- Article
Le Corps législatif fit la communication officielle au Tribunat le 17 ventose an XI (8 mars 1803), et le 23 M. Gillet prononça le rapport à l'assemblée générale, au nom de la section de législation.

RAPPORT FAIT PAR LE TRIBUN GILLET.

Tribuns, le mariage, qui est la source de la multiplication des hommes, est aussi le principe des liens les plus forts et les plus constans qui les unissent.

Que chez les êtres dirigés par le seul instinct, les deux sexes n'aient que des unions passagères, la nature le permet ainsi, parce qu'entre eux elle n'a mis d'autre loi que celle de l'attrait, qui est peu durable. Mais à cet attrait elle a joint, en faveur de l'homme, la sensibilité morale qui lui fait chérir l'être qu'il a choisi, et l'intelligence qui le lui fait estimer ; c'est par ces sentimens inépuisables qu'elle a imprimé au mariage ce caractère de permanence qui fait de la société des époux la première des sociétés, et qui confond leur mutuelle existence comme dans une seule existence indivisible.

Cependant là ne se bornent pas les vues de la nature. De cette union qu'elle a dirigée doivent naître des fruits dont la vie long-temps faible et incertaine, soumise à tous les besoins comme à toutes les infirmités, ne commencera que par les douleurs de leur mère, ne sera conservée que par ses soins pénibles, et ne pourra être soutenue que par les travaux et la protection du père. De là entre les époux et ceux à qui ils donnent le jour de nouveaux rapports de secours et de reconnaissance, d'affection et de piété, d'autorité et de déférence; et le lien du mariage est doublé par celui de la nais

sance.

Bientôt ces nœuds si chers s'étendent et se prolongent par

la parenté, dont les rameaux sortent de la paternité comme d'une tige féconde pour embrasser tous les descendans du même auteur; ils se multiplient par les alliances qui entrelacent les familles en leur donnant des proches nés hors de leur sein; de cette communauté d'affinités et d'origines se forme enfin la réunion d'intérêts, de mœurs et de forces, qui constitue l'état politique : ainsi cette société primitive du mariage, si simple d'abord et si peu considérable en apparence, devient l'élément principal dont se compose, s'accroît et se lie la grande société des nations et celle du genre humain tout entier.

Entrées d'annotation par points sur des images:
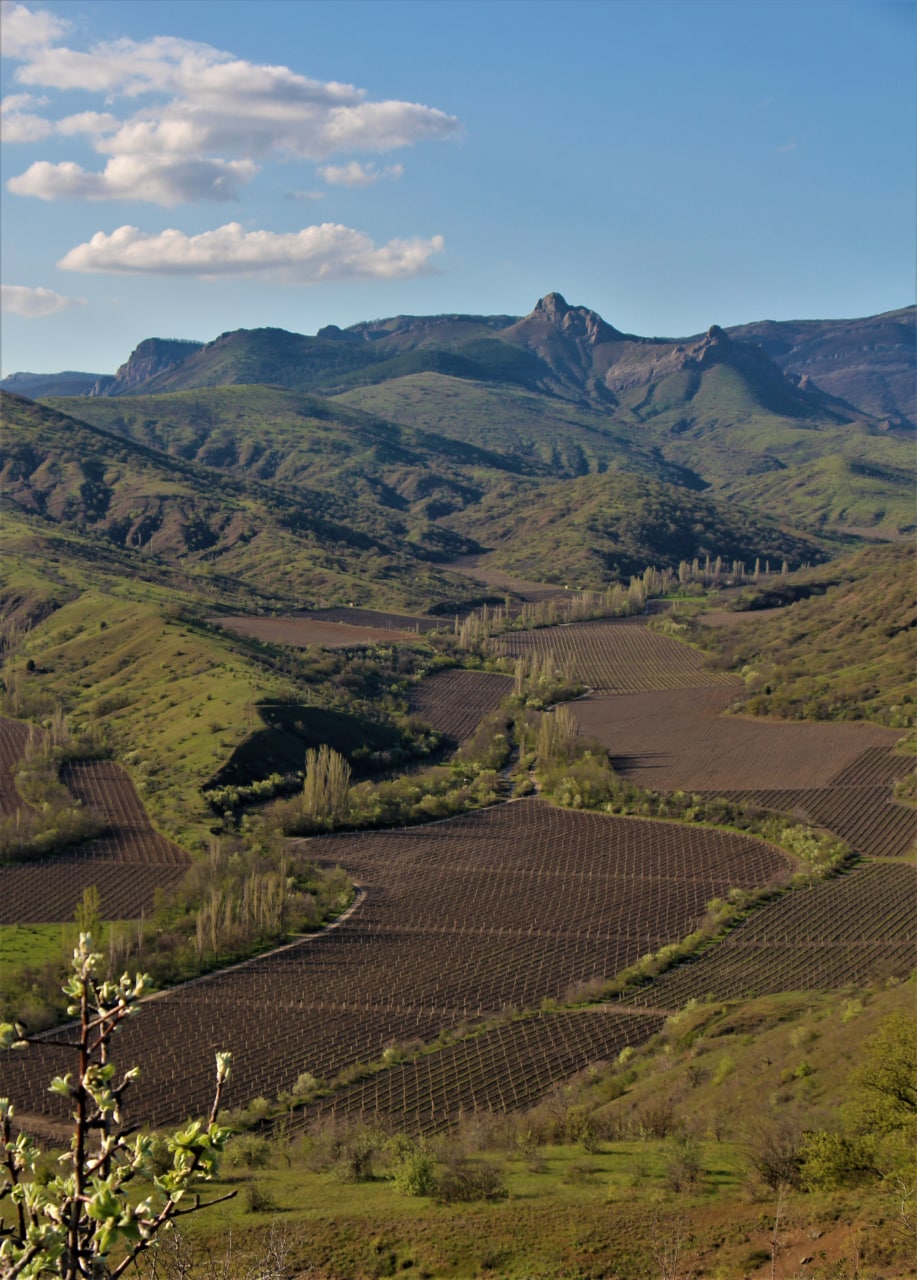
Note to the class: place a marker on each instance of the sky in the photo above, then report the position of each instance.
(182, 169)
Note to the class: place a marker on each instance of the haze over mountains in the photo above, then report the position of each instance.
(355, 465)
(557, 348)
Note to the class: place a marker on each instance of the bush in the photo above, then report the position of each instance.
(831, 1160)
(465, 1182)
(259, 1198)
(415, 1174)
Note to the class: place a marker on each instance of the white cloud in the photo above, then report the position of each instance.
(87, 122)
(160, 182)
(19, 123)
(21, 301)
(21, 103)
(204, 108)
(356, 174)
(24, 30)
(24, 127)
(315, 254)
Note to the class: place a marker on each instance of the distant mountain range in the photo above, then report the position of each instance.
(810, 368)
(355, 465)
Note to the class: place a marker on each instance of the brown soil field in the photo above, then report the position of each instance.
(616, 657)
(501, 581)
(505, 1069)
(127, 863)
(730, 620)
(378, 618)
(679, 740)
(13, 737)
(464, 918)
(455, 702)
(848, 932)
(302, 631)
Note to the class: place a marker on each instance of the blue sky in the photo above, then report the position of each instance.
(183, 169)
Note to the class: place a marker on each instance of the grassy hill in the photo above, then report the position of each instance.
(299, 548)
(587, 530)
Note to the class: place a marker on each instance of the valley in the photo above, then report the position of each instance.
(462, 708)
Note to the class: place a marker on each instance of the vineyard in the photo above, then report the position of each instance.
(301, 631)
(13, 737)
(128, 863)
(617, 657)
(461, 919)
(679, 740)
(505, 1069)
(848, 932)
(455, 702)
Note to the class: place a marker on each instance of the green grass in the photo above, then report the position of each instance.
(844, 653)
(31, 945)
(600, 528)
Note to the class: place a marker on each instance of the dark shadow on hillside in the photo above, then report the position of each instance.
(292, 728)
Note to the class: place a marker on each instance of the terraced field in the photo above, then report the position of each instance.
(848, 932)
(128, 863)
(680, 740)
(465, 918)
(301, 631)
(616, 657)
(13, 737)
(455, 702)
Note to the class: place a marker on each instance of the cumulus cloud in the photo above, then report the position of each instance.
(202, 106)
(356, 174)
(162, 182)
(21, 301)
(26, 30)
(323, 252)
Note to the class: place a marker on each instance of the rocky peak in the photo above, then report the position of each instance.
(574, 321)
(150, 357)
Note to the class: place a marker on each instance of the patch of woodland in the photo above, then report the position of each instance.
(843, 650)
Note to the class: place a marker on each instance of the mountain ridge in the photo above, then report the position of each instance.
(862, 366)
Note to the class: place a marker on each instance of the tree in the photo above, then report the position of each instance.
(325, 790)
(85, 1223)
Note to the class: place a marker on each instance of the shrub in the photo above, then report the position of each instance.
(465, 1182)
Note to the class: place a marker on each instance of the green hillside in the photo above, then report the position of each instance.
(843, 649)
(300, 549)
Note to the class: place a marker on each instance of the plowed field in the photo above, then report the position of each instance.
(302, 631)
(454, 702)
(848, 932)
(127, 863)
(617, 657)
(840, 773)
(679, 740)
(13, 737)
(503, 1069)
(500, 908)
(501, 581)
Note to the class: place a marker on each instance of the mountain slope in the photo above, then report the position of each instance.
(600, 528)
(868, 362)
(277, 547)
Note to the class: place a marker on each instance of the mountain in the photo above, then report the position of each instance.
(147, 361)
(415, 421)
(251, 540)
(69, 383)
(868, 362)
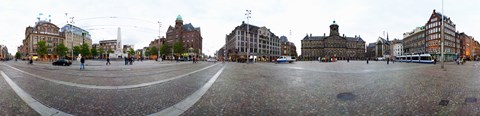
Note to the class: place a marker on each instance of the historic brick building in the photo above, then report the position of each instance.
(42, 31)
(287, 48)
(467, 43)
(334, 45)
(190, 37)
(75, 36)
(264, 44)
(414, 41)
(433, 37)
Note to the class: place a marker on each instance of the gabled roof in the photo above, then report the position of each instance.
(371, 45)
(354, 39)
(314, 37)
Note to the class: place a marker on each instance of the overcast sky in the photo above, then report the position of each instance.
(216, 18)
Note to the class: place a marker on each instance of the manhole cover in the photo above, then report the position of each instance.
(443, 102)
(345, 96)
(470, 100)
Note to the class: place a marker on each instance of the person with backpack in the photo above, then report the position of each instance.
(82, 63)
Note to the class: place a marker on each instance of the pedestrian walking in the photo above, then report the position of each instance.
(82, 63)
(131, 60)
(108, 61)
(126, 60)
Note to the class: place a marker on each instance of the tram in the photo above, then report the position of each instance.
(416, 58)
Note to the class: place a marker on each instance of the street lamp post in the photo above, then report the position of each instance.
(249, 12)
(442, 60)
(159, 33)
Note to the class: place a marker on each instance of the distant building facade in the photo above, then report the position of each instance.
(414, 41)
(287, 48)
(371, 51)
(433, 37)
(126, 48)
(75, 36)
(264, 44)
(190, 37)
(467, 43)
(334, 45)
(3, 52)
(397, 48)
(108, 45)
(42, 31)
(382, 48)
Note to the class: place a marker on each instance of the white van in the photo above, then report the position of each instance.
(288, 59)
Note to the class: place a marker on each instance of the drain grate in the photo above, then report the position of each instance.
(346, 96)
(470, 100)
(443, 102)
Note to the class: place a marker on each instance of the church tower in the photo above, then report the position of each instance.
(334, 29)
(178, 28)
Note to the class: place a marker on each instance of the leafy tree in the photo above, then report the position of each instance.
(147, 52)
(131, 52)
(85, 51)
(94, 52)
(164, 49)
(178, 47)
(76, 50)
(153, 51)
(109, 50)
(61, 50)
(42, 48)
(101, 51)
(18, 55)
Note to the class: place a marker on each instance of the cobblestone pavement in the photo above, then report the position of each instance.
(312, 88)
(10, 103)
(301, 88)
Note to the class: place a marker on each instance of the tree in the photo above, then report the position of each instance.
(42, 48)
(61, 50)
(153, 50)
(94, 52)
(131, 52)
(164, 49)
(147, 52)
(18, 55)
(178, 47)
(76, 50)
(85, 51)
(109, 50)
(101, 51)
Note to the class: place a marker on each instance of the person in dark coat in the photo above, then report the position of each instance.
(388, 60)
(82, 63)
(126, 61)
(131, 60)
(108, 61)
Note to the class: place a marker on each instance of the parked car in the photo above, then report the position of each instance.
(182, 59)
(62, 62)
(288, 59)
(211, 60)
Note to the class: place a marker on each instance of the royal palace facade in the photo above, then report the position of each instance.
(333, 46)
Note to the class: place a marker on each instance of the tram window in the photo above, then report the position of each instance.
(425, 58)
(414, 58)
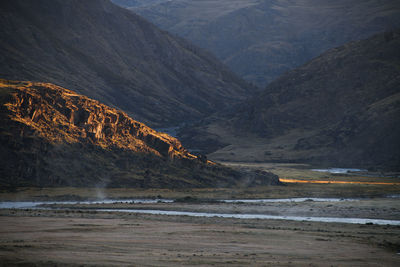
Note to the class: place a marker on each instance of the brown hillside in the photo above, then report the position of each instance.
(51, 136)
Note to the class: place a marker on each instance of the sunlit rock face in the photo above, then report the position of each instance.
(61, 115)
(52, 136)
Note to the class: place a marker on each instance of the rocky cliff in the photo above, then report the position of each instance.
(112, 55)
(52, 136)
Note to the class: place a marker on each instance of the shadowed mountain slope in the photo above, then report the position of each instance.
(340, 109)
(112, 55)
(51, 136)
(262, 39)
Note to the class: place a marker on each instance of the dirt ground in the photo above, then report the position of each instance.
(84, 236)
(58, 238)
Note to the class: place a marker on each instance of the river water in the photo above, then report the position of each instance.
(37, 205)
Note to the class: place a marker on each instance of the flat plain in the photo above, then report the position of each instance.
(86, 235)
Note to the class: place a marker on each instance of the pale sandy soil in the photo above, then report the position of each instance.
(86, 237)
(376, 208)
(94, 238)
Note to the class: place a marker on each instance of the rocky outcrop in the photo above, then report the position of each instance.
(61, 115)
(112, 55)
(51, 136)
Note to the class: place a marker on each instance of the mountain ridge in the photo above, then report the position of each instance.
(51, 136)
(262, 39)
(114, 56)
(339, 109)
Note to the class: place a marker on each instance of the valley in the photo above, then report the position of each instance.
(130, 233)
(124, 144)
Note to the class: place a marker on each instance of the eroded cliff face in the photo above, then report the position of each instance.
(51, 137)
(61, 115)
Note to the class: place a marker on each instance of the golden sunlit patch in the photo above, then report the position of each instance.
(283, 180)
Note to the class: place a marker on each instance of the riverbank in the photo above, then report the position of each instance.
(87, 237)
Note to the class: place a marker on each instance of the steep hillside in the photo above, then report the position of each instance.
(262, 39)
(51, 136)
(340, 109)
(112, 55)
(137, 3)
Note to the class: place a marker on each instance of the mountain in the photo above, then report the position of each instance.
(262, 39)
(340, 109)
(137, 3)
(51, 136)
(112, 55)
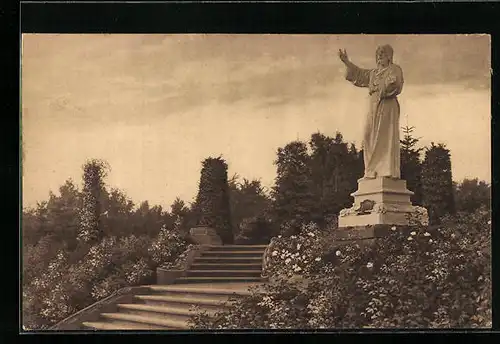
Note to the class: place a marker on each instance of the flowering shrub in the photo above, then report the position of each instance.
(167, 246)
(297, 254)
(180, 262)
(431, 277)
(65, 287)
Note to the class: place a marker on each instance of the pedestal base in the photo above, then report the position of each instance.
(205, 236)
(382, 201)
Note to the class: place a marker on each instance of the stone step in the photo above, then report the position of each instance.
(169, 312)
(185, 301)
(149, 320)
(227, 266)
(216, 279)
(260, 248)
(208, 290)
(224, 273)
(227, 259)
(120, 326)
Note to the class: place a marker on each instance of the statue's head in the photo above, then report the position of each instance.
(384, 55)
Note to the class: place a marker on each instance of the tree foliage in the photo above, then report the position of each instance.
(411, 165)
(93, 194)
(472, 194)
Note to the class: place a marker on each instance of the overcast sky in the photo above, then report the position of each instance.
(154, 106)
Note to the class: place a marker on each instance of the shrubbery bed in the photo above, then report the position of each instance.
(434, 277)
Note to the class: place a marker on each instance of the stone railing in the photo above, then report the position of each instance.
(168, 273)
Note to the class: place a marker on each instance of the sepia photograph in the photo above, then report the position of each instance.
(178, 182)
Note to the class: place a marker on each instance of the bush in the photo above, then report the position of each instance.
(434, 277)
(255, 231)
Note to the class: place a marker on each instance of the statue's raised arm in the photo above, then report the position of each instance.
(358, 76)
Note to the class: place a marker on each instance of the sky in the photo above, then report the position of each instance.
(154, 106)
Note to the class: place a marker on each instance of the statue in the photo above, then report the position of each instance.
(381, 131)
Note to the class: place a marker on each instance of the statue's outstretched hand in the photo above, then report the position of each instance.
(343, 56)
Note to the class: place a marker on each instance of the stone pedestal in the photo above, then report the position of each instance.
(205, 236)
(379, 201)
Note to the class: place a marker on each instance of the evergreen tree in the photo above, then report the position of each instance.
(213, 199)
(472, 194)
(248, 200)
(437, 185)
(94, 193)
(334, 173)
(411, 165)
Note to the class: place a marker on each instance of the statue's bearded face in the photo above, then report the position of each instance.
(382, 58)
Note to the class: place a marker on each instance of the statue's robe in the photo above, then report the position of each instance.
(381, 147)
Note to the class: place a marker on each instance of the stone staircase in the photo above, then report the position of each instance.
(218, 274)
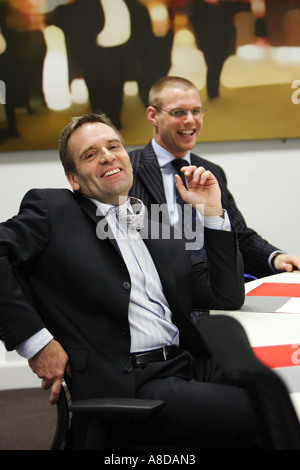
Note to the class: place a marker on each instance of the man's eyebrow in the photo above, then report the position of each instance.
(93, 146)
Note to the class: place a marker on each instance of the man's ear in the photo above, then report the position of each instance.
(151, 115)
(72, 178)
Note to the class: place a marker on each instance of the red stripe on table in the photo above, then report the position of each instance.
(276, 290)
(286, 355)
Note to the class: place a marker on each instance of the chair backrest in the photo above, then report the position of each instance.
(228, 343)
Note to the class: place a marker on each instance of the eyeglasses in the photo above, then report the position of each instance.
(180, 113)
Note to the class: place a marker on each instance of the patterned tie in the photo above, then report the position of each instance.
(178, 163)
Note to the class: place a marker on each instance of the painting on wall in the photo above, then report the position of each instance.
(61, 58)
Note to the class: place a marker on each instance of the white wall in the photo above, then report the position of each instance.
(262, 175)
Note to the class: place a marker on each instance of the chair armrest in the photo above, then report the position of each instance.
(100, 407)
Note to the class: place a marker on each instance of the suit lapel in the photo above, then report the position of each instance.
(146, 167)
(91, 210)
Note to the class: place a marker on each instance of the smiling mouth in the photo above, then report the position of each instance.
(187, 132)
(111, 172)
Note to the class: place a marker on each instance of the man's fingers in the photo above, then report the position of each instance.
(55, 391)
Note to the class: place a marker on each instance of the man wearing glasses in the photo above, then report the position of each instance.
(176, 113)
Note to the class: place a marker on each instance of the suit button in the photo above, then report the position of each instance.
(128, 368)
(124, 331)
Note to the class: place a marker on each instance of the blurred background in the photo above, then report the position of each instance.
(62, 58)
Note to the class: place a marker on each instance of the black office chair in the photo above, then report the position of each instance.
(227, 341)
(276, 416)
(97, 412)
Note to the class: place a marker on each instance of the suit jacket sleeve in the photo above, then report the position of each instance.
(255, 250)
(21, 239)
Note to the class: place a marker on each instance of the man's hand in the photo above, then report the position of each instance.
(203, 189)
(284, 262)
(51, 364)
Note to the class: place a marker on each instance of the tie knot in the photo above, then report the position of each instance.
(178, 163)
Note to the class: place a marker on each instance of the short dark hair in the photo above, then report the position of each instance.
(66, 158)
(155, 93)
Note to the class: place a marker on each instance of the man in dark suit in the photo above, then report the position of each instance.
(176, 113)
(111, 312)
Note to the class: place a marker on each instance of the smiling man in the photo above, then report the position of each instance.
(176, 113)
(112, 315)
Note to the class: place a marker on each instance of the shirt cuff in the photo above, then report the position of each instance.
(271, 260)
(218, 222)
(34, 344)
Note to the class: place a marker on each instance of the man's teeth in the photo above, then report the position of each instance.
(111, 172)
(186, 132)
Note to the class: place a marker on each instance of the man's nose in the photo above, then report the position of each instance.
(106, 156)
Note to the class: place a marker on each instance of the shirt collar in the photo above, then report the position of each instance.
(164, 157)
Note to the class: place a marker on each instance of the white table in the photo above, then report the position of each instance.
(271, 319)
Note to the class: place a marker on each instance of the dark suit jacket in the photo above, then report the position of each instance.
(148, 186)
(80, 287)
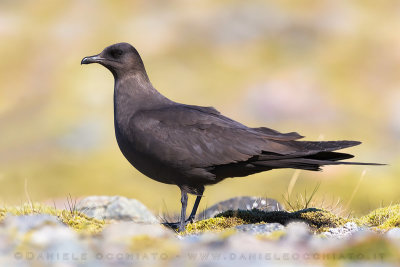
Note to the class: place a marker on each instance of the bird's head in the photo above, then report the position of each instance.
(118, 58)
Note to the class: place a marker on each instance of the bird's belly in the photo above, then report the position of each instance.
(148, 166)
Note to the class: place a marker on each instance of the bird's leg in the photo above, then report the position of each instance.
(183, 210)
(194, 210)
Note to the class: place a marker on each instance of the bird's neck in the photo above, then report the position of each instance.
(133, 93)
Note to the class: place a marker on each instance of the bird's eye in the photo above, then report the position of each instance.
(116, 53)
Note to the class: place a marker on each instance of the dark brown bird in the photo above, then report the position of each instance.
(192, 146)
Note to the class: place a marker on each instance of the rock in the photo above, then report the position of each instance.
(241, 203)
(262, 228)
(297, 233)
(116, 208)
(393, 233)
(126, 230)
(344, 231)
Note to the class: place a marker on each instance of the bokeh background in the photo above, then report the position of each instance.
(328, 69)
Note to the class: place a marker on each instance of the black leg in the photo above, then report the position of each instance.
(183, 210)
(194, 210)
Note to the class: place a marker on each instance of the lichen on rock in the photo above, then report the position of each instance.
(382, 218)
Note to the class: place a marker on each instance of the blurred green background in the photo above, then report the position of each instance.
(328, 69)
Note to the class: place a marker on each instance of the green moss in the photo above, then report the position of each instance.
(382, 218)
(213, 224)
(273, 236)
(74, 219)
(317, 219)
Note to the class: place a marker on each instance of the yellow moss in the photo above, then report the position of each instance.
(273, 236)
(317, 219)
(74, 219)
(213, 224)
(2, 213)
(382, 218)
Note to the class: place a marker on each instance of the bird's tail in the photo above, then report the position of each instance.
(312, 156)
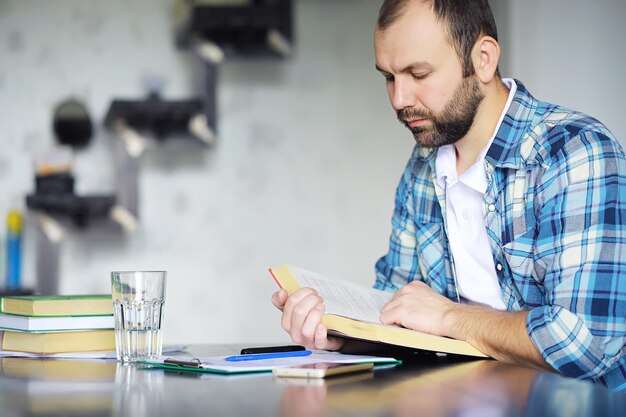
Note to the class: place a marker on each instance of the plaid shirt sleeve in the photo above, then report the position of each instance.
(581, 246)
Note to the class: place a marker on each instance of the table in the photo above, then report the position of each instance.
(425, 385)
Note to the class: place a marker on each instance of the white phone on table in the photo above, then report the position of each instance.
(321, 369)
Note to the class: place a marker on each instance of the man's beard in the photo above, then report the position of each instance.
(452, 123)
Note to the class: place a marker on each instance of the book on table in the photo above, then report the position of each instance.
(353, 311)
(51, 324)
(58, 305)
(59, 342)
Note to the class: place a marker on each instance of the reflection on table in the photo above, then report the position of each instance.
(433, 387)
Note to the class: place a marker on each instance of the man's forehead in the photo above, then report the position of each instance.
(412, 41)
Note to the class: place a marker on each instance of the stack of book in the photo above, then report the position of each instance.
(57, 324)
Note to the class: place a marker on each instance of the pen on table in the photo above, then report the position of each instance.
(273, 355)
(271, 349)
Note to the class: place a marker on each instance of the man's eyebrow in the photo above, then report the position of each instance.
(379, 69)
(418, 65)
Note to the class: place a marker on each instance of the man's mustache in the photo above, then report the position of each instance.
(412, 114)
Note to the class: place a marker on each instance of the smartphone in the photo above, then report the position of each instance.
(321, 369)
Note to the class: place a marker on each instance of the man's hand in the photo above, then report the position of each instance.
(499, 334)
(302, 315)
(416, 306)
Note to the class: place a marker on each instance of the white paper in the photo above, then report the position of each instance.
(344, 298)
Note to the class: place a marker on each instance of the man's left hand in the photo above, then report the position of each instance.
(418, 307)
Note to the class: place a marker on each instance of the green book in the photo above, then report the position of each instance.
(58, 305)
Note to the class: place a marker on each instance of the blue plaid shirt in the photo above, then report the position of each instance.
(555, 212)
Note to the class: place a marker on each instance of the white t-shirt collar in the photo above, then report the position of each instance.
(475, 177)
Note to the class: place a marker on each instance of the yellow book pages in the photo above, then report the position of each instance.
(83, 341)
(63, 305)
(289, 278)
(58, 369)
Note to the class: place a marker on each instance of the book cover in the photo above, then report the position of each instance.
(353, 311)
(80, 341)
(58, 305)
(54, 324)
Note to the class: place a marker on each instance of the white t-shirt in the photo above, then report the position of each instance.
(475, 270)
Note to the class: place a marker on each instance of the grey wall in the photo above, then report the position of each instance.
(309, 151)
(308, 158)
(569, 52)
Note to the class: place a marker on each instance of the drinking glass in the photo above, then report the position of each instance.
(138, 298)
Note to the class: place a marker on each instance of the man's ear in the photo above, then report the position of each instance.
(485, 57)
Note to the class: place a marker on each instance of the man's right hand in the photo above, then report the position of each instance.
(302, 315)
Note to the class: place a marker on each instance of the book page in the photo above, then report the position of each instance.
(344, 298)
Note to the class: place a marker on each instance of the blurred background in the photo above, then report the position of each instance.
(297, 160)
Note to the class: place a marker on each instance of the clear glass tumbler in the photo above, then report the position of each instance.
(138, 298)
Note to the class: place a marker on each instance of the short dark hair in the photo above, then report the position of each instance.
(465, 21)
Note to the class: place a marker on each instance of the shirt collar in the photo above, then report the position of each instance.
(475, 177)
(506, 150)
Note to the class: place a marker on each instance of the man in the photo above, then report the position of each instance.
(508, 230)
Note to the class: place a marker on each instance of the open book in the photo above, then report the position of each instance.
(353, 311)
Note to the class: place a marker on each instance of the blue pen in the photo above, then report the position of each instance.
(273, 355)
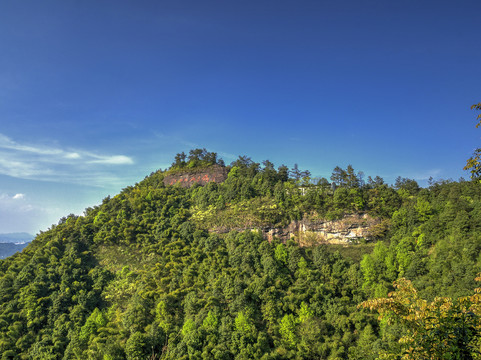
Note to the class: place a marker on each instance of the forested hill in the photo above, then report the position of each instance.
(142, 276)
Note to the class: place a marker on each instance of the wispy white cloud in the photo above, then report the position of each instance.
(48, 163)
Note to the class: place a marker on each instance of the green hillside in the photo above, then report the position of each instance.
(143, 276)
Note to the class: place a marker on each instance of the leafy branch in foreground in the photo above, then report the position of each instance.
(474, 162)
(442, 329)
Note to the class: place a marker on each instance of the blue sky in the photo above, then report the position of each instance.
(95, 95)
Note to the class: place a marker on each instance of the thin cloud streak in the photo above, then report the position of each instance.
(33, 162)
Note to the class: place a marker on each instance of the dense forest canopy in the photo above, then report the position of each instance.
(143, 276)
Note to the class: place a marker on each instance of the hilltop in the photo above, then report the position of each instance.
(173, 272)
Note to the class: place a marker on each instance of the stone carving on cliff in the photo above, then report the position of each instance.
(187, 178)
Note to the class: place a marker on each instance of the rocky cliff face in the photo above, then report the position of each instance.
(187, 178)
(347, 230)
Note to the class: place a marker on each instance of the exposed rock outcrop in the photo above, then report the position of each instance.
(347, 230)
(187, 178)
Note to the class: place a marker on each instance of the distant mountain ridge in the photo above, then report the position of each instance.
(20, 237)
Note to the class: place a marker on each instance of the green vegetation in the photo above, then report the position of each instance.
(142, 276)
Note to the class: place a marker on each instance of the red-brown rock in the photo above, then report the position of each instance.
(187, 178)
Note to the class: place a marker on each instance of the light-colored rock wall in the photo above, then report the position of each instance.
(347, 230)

- À faire
Répondez à ces questions sur le rapport :
1. Quel jour le Corps législatif fit-il la communication officielle au Tribunat ?
2. Au nom de quelle section Gillet présenta-t-il le rapport ?
3. Chez les êtres dirigés par le seul instinct, quelle est l'unique loi que la nature a mise entre les deux sexes ?

- Solution
1. Le 17 ventose an XI (8 mars 1803).
2. La section de législation.
3. La loi de l'attrait, qui est peu durable.